* **PASSAGE PROVIDED**:
☆ ☆ ☆

Last year amid a grassroots furor over big bank fees, credit unions relished an opportunity to draw more new members to their smaller institutions. They promoted their lower fees and not-for-profit business structures in a variety of marketing campaigns, and it seems to have worked.

Credit unions reported nearly 3 million new members this past year as of the 2012 second quarter, according to the National Credit Union Association’s most recent credit union filings, finalized August 30.

The latest credit union industry data

Credit unions have a long way to go before they are as widespread as banks. But credit unions are financial institutions to watch as they’re claiming 7.6 percent of first mortgages, a portion of the loan portfolio that grew 5.8 percent year-over-year. They are also making significant gains in new and used auto loans and credit card lending, which in year-over-year both increased to 4.8 percent . In total, credit unions reported $156.7 billion in loan originations in the first six months of 2012.

Find the second-quarter credit union reports, called 5300 call reports, in your area on the NCUA’s website. Compare the performance of local credit unions to nationwide averages and to credit unions that have similar asset sizes.

Industry wide, business lending was the fastest growing component of credit unions’ loan portfolios in the second quarter. Banks have been focusing more on lending to larger commercial businesses and many credit unions have found a niche in making $50,000 to $100,000 to smaller – though more risky – startups. Credit unions increased total business loans 8.7 percent in the second quarter from a year prior.

Political issues to watch

As election season heats up, the credit union industry is getting more involved in their local elections. On some issues, like increased regulations, it sides with banks. On other issues, such as whether to raise the member business lending cap, it takes an opposite stance. Here are a few political issues credit unions in your area may be absorbed with:

Disclosures issues.

☆ ☆ ☆

* **GOAL A**:
Update the credit union passage by giving it again between "Credit unions have a" and "similar asset sizes.", inclusive, with "first mortgages" replaced by "primary mortgages".

☆ ☆ ☆

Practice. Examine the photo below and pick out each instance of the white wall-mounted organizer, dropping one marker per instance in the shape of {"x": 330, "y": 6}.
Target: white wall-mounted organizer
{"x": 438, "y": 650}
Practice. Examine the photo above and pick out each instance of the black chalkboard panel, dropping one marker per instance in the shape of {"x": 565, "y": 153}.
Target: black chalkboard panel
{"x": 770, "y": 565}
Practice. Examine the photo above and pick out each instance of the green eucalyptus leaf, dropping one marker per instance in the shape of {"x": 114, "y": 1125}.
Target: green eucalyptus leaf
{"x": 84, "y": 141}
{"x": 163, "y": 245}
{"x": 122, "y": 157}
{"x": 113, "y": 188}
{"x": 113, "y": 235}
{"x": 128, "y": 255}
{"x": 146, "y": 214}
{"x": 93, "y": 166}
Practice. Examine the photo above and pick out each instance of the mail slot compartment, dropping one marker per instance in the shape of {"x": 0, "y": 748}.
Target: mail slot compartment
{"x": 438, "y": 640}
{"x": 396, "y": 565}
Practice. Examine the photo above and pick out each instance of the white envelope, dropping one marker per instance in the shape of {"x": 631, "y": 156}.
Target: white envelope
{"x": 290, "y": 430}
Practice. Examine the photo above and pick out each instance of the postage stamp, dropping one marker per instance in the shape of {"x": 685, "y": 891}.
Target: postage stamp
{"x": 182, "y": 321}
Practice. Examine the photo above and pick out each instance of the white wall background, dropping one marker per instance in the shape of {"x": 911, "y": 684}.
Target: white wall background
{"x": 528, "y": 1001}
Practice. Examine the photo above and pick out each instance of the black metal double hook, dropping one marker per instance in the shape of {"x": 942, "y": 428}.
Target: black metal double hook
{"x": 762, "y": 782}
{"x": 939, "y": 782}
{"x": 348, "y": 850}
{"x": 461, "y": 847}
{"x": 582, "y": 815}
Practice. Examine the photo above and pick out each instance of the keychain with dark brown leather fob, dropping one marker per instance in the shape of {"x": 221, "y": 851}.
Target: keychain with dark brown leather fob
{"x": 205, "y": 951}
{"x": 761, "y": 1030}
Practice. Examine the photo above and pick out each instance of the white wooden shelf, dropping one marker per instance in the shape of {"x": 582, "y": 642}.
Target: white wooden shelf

☆ ☆ ☆

* **GOAL B**:
Write out the rows from the line holding "the white wooden" through the end of the rows, inclusive, reproducing those lines exactly.

* **TASK OUTPUT A**:
Credit unions have a long way to go before they are as widespread as banks. But credit unions are financial institutions to watch as they’re claiming 7.6 percent of primary mortgages, a portion of the loan portfolio that grew 5.8 percent year-over-year. They are also making significant gains in new and used auto loans and credit card lending, which in year-over-year both increased to 4.8 percent . In total, credit unions reported $156.7 billion in loan originations in the first six months of 2012.

Find the second-quarter credit union reports, called 5300 call reports, in your area on the NCUA’s website. Compare the performance of local credit unions to nationwide averages and to credit unions that have similar asset sizes.

* **TASK OUTPUT B**:
Practice. Examine the photo above and pick out each instance of the white wooden shelf, dropping one marker per instance in the shape of {"x": 582, "y": 642}.
Target: white wooden shelf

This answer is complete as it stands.